▶ Problem 1
In the entries, replace "baseboard trim" with "floor molding" in the lines running from the one containing "Could you please point out the white cabinet" through the end of the entries, inclusive. Return only those lines, with everything else unchanged.

▶ Excerpt
☆ ☆ ☆ ☆
STEP 2.2 – Creating an Isoseismal Map
On map 2.2 on the answer sheet, plot the appropriate intensity roman numerals next to the towns mentioned above. Put zeroes next to towns where no ground shaking was felt. Then draw concentric circles around each intensity zone, starting from the highest intensities in the center and working towards the outer, lower intensities. Label each zone clearly with the Roman numeral indicating intensity.
PART 3: DETERMINING AN EPICENTER LOCATION When an earthquake occurs, it releases seismic waves that can be detected at stations all around the globe. Remember that there are three types of waves released by an earthquake: primary, secondary, and surface waves. Primary waves (P-waves) travel via compression and are the first to arrive at seismic stations. They generally travel at a rate between 5.95 and 6.75 kilometers per second (km/sec), depending on various factors in the crust including density, compressibility, and rigidity. Secondary waves (S-waves) have a shearing motion and are the second type of wave to be detected, traveling between 2.9 and 4.0 km/sec. The last waves to arrive are the surface waves (L-waves), which have velocities around 2.7 and 3.7 km/sec.
☆ ☆ ☆ ☆
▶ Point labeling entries

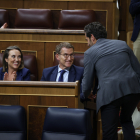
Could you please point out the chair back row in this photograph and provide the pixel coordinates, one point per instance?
(43, 19)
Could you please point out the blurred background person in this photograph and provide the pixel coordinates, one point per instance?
(134, 10)
(5, 25)
(13, 65)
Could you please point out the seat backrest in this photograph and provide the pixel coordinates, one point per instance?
(75, 19)
(4, 17)
(13, 123)
(67, 124)
(30, 63)
(78, 59)
(34, 19)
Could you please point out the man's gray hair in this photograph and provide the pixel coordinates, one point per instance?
(63, 45)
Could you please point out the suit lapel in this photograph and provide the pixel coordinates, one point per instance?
(54, 74)
(72, 75)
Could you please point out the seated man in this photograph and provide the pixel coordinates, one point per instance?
(65, 71)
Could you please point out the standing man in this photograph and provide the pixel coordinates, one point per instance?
(118, 73)
(65, 71)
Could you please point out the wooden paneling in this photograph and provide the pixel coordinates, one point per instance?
(112, 26)
(36, 97)
(9, 100)
(45, 4)
(29, 46)
(11, 4)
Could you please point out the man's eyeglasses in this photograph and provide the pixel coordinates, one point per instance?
(67, 55)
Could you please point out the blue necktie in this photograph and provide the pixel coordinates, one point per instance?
(61, 76)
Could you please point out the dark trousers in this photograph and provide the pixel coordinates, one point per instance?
(110, 117)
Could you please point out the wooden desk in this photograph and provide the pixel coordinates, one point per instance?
(36, 97)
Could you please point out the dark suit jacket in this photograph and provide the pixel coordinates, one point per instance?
(117, 70)
(75, 73)
(22, 75)
(134, 10)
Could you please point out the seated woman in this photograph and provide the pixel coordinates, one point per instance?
(13, 66)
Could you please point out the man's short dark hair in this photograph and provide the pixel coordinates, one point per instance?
(97, 29)
(63, 45)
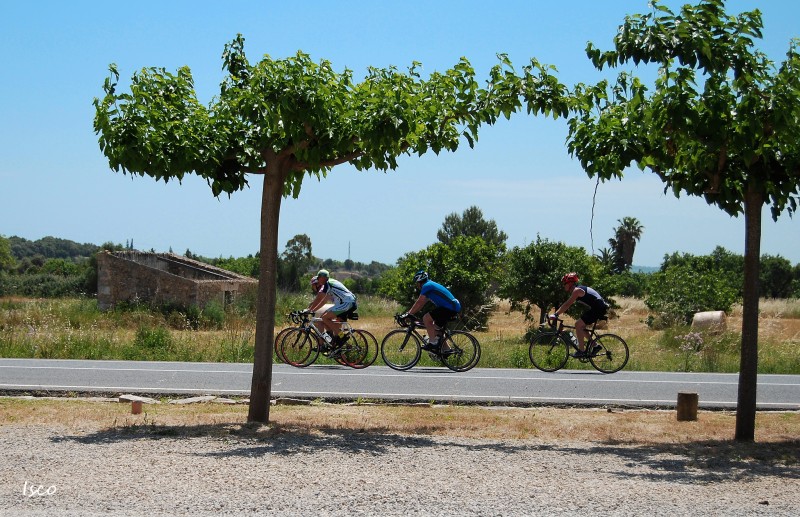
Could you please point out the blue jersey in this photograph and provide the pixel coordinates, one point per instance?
(440, 296)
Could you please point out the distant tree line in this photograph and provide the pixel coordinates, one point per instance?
(470, 258)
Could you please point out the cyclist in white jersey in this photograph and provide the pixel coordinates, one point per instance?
(343, 301)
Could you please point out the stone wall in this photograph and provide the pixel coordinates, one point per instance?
(165, 278)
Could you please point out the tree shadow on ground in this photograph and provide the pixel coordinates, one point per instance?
(692, 462)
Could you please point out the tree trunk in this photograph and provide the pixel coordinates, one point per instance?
(748, 369)
(261, 386)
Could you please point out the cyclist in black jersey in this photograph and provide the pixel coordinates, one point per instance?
(587, 296)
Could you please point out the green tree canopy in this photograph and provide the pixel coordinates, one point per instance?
(721, 122)
(533, 275)
(471, 224)
(288, 118)
(467, 266)
(7, 261)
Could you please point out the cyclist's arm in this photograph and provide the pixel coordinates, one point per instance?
(318, 302)
(576, 293)
(419, 304)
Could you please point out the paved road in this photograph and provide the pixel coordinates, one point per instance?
(481, 385)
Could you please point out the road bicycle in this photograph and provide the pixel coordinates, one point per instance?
(401, 349)
(300, 346)
(551, 344)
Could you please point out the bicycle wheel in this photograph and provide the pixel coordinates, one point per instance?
(548, 351)
(400, 349)
(613, 354)
(467, 351)
(298, 348)
(277, 344)
(372, 347)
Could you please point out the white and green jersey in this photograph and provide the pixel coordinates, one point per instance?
(338, 292)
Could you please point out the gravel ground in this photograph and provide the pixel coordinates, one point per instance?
(48, 471)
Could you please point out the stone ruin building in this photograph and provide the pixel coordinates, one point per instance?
(165, 278)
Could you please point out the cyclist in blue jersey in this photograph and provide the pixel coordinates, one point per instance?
(586, 296)
(343, 301)
(446, 308)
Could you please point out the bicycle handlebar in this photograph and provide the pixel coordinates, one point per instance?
(408, 321)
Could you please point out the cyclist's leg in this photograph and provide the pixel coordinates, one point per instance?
(330, 318)
(439, 318)
(430, 327)
(322, 310)
(587, 318)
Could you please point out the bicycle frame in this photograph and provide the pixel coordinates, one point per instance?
(402, 348)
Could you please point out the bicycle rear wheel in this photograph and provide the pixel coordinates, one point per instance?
(277, 344)
(613, 354)
(299, 348)
(400, 349)
(548, 351)
(467, 351)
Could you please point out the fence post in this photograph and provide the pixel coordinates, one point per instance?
(687, 406)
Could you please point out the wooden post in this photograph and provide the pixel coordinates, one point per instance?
(687, 406)
(136, 407)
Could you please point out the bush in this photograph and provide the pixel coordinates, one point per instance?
(677, 293)
(467, 266)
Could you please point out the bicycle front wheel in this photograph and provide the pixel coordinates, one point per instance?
(548, 351)
(400, 349)
(612, 355)
(298, 348)
(466, 351)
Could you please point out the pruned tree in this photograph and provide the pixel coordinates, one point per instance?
(471, 224)
(722, 122)
(284, 119)
(532, 278)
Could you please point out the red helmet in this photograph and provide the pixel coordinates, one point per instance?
(570, 278)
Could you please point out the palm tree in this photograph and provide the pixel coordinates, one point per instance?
(623, 244)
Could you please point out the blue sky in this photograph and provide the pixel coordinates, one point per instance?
(55, 181)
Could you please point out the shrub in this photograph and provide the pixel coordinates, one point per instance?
(677, 293)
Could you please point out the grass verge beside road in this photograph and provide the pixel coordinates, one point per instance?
(550, 425)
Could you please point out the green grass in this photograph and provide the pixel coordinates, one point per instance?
(76, 329)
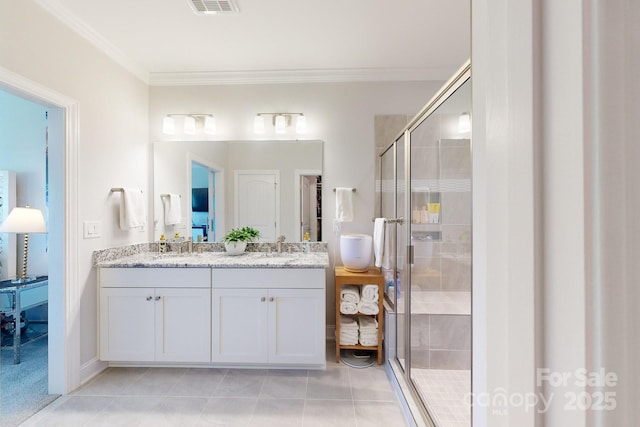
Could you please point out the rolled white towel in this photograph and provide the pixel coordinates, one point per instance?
(366, 307)
(350, 293)
(348, 307)
(366, 323)
(348, 323)
(348, 338)
(370, 293)
(369, 341)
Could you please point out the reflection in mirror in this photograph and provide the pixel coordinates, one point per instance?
(274, 186)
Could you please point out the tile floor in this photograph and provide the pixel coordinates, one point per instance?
(445, 393)
(339, 396)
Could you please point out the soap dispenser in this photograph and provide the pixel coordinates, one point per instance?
(162, 246)
(305, 243)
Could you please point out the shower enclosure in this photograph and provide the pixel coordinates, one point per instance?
(424, 183)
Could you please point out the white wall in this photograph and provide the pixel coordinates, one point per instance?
(23, 147)
(339, 114)
(113, 145)
(555, 265)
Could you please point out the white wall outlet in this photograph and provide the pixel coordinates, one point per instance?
(92, 229)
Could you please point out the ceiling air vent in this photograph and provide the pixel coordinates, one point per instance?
(213, 7)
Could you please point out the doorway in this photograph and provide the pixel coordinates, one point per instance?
(38, 376)
(257, 201)
(64, 292)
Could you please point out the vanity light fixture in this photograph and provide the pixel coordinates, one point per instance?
(281, 121)
(190, 124)
(464, 123)
(258, 124)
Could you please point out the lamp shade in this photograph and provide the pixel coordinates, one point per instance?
(24, 220)
(301, 124)
(210, 125)
(258, 124)
(168, 126)
(281, 124)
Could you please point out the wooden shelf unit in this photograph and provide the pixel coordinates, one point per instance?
(371, 276)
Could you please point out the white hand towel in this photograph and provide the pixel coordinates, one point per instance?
(348, 308)
(367, 323)
(366, 307)
(380, 243)
(172, 209)
(350, 293)
(370, 293)
(344, 204)
(132, 210)
(369, 341)
(349, 339)
(347, 322)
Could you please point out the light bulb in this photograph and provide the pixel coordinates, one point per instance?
(168, 126)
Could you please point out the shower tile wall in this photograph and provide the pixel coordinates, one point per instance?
(441, 339)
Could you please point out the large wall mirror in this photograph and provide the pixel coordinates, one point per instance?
(204, 188)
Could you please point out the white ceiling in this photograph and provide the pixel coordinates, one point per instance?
(165, 42)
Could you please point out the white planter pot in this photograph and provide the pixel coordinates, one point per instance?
(235, 248)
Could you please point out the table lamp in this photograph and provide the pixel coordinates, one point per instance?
(24, 221)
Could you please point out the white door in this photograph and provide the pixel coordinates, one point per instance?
(239, 326)
(296, 326)
(183, 325)
(127, 324)
(257, 201)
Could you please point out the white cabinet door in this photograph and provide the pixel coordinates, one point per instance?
(297, 326)
(183, 325)
(239, 325)
(127, 324)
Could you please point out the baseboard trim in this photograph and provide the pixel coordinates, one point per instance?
☆ ☆ ☆ ☆
▶ Problem 2
Reproduce the earthquake excerpt between "STEP 2.2 – Creating" and "numeral indicating intensity.", inclusive, without any change.

▶ Final result 1
Could you please point out the white cabinet door in this photograph and provide the pixel coordinates, one point per instance?
(297, 326)
(183, 325)
(239, 325)
(127, 324)
Could you please point out the floor molding in this photograph and provide the pixel coordinates, one point per instance?

▶ Final result 2
STEP 2.2 – Creating an Isoseismal Map
On map 2.2 on the answer sheet, plot the appropriate intensity roman numerals next to the towns mentioned above. Put zeroes next to towns where no ground shaking was felt. Then draw concentric circles around each intensity zone, starting from the highest intensities in the center and working towards the outer, lower intensities. Label each zone clearly with the Roman numeral indicating intensity.